Source text:
════

Decision Rules

decision_rules

Functions:

softmax –

Softmax function, with optional temperature parameter.
softmax_inverse_temperature –

Softmax function, with optional inverse temperature parameter.
softmax_stickiness –

Softmax function with choice stickiness, and optional temperature
softmax_stickiness_inverse_temperature –

Softmax function with choice stickiness, and optional inverse temperature
softmax_subtract_max –

Softmax function, with optional temperature parameter.

softmax

softmax(value: ArrayLike, temperature: float = 1) -> ArrayLike

Softmax function, with optional temperature parameter.

In equation form, this is:

\[ P(a) = \frac{e^{Q(a) / \tau}}{\sum_{b} e^{Q(b) / \tau}} \]

Where P(a) is the probability of choosing action a, Q(a) is the value of action a, and au is the temperature parameter.

Note that the value of the temperature parameter will depend on the range of the values of the Q function.

Parameters:

value
(ArrayLike) –

Array of values to apply softmax to, of shape (n_trials, n_bandits)
temperature
(float, default: 1 ) –

Softmax temperature, in range [0, inf]. Note that this is temperature rather than inverse temperature; values are divided by this value. Higher values make choices less deterministic. Defaults to 1.

Returns:

ArrayLike ( ArrayLike ) –

Choice probabilities, of shape (n_trials, n_bandits)

Source code in behavioural_modelling/decision_rules.py

@jax.jit
def softmax(value: ArrayLike, temperature: float = 1) -> ArrayLike:
    """
    Softmax function, with optional temperature parameter.

    In equation form, this is:

    $$
    P(a) = \\frac{e^{Q(a) / \\tau}}{\\sum_{b} e^{Q(b) / \\tau}}
    $$

    Where `P(a)` is the probability of choosing action `a`,
    `Q(a)` is the value of action `a`, and `\tau` is the
    temperature parameter.

    Note that the value of the temperature parameter will
    depend on the range of the values of the Q function.

    Args:
        value (ArrayLike): Array of values to apply softmax to, of shape
            (n_trials, n_bandits)
        temperature (float, optional): Softmax temperature, in range [0, inf].
            Note that this is temperature rather than inverse temperature;
            values are divided by this value. Higher values make choices less
            deterministic. Defaults to 1.

════

Objective: Write the next part of the decision rules documentation, starting right after its final line. The entries have no connection to the decision rules documentation.

[Labeled area outline entries]

════

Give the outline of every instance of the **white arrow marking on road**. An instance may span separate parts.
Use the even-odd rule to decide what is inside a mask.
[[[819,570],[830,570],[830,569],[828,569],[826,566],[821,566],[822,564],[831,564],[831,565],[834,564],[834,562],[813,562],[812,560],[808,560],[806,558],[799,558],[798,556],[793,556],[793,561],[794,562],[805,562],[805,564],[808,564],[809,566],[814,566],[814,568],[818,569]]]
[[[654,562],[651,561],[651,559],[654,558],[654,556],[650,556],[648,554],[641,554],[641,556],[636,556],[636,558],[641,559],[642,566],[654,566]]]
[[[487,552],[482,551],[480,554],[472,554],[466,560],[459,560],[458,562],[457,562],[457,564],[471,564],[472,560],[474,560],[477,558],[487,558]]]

════

Exercise response:
    Returns:
        ArrayLike: Choice probabilities, of shape (n_trials, n_bandits)
    """

    return (jnp.exp(value / temperature)) / (
        jnp.sum(jnp.exp(value / temperature), axis=1)[:, None]
    )

softmax_inverse_temperature

softmax_inverse_temperature(value: ArrayLike, inverse_temperature: float = 1) -> ArrayLike

Softmax function, with optional inverse temperature parameter.

In equation form, this is:

\[ P(a) = \frac{e^{\beta \cdot Q(a)}}{\sum_{b} e^{\beta \cdot Q(b)}} \]

Where P(a) is the probability of choosing action a, Q(a) is the value of action a, and beta is the inverse temperature parameter.

Note that the value of the inverse temperature parameter will depend on the range of the values of the Q function.

Parameters:

value
(ArrayLike) –

Array of values to apply softmax to, of shape (n_trials, n_bandits)
inverse_temperature
(float, default: 1 ) –

Softmax inverse temperature, in range [0, inf]. Note that this is inverse temperature rather than temperature; values are multiplied by this value. Higher values make choices more deterministic. Defaults to 1.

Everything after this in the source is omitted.